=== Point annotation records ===
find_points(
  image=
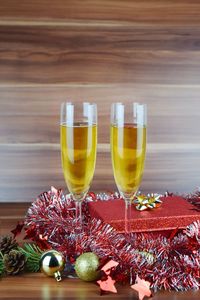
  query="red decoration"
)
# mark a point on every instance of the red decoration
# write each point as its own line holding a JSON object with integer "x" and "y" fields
{"x": 109, "y": 266}
{"x": 18, "y": 229}
{"x": 167, "y": 263}
{"x": 107, "y": 285}
{"x": 175, "y": 212}
{"x": 142, "y": 287}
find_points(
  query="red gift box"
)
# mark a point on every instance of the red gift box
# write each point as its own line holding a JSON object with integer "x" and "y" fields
{"x": 175, "y": 212}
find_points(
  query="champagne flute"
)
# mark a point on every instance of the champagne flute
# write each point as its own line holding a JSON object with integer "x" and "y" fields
{"x": 78, "y": 138}
{"x": 128, "y": 149}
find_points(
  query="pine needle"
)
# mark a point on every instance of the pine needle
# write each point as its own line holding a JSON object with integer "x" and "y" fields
{"x": 33, "y": 254}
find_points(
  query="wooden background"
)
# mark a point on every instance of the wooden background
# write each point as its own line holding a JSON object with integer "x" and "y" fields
{"x": 102, "y": 51}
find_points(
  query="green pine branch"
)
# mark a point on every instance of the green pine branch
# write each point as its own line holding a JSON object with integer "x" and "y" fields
{"x": 33, "y": 254}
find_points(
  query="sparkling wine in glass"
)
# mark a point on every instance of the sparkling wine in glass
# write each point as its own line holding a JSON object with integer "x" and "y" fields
{"x": 78, "y": 138}
{"x": 128, "y": 149}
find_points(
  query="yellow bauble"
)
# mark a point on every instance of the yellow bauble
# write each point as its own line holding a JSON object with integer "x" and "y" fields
{"x": 52, "y": 263}
{"x": 86, "y": 266}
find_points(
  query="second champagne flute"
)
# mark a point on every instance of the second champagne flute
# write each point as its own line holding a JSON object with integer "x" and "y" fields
{"x": 128, "y": 149}
{"x": 78, "y": 137}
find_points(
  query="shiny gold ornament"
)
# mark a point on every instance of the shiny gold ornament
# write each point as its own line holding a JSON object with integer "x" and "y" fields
{"x": 52, "y": 263}
{"x": 86, "y": 266}
{"x": 150, "y": 201}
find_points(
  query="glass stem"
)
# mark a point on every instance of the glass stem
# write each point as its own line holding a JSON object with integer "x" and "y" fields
{"x": 127, "y": 216}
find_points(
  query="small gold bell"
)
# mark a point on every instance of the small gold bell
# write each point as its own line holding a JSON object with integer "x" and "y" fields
{"x": 52, "y": 263}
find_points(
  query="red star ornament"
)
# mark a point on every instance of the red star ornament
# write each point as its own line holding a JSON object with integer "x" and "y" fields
{"x": 107, "y": 267}
{"x": 142, "y": 287}
{"x": 107, "y": 285}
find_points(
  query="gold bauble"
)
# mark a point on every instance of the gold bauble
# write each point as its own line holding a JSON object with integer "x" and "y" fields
{"x": 86, "y": 266}
{"x": 52, "y": 263}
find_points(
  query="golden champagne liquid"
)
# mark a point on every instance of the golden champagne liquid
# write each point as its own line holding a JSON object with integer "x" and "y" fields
{"x": 78, "y": 149}
{"x": 128, "y": 149}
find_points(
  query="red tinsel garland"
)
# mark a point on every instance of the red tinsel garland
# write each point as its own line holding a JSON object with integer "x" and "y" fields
{"x": 169, "y": 263}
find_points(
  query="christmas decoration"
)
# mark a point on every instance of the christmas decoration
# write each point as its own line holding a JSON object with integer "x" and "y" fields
{"x": 14, "y": 262}
{"x": 167, "y": 263}
{"x": 106, "y": 282}
{"x": 107, "y": 285}
{"x": 150, "y": 201}
{"x": 109, "y": 266}
{"x": 7, "y": 243}
{"x": 33, "y": 255}
{"x": 86, "y": 266}
{"x": 164, "y": 262}
{"x": 164, "y": 218}
{"x": 142, "y": 287}
{"x": 52, "y": 263}
{"x": 1, "y": 264}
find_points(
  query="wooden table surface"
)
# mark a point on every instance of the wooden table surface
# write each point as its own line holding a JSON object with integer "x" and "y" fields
{"x": 38, "y": 286}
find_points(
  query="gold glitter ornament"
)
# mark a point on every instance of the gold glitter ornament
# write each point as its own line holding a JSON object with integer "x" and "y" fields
{"x": 143, "y": 202}
{"x": 86, "y": 266}
{"x": 52, "y": 263}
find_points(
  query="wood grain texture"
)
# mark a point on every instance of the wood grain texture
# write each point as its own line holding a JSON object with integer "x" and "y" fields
{"x": 31, "y": 114}
{"x": 99, "y": 55}
{"x": 149, "y": 11}
{"x": 37, "y": 286}
{"x": 30, "y": 170}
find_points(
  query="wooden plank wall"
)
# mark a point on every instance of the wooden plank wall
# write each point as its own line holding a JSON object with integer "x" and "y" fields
{"x": 102, "y": 51}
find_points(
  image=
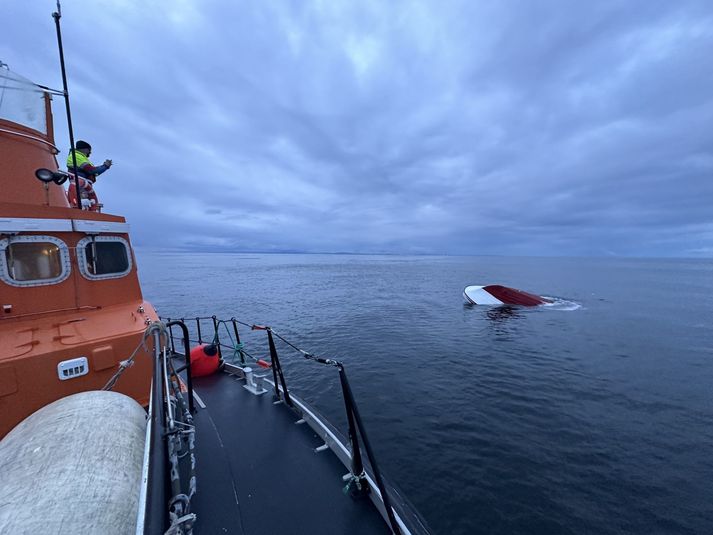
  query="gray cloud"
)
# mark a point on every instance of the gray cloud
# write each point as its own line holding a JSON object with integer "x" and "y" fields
{"x": 425, "y": 127}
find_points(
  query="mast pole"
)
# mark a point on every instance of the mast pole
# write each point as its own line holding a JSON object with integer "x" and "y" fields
{"x": 56, "y": 16}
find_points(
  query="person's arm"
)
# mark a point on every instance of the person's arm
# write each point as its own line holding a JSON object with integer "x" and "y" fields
{"x": 96, "y": 170}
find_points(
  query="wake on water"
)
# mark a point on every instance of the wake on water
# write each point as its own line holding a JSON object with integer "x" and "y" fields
{"x": 558, "y": 304}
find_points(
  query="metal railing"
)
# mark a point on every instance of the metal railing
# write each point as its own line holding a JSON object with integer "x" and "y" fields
{"x": 171, "y": 431}
{"x": 358, "y": 485}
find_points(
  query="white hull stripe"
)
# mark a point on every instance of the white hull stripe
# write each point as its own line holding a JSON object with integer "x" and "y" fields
{"x": 476, "y": 295}
{"x": 90, "y": 226}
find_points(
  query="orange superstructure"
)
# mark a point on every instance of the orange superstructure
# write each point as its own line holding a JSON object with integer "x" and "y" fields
{"x": 71, "y": 304}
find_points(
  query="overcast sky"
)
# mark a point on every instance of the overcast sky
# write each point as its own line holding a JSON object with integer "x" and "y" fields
{"x": 552, "y": 127}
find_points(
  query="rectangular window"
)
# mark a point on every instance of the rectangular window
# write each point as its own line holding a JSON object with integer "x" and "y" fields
{"x": 33, "y": 261}
{"x": 106, "y": 257}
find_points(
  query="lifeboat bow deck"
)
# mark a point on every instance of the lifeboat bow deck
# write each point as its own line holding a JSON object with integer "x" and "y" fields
{"x": 263, "y": 472}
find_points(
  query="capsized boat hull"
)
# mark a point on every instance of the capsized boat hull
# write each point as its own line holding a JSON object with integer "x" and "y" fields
{"x": 495, "y": 294}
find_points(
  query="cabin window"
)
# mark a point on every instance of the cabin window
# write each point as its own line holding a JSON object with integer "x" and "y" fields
{"x": 103, "y": 257}
{"x": 33, "y": 260}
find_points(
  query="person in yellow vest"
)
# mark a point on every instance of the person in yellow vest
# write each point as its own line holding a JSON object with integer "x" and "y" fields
{"x": 85, "y": 168}
{"x": 86, "y": 174}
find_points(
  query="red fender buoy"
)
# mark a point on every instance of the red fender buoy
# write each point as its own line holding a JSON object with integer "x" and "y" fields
{"x": 204, "y": 360}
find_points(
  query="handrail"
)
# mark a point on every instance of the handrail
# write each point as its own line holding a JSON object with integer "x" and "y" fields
{"x": 155, "y": 517}
{"x": 355, "y": 423}
{"x": 187, "y": 365}
{"x": 169, "y": 425}
{"x": 33, "y": 138}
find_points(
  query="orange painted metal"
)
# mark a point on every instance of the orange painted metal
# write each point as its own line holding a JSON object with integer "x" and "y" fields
{"x": 41, "y": 326}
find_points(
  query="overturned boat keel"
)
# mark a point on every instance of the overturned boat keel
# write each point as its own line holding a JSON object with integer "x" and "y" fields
{"x": 494, "y": 294}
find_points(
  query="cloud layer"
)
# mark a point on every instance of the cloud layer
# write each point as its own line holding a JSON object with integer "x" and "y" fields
{"x": 549, "y": 128}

=== Short task ===
Copy each line above that contains the word "deck", treating uppercase and lowercase letters as different.

=== Final result ===
  query="lifeboat bow deck"
# mark a point on every instance of the lifeboat bow deck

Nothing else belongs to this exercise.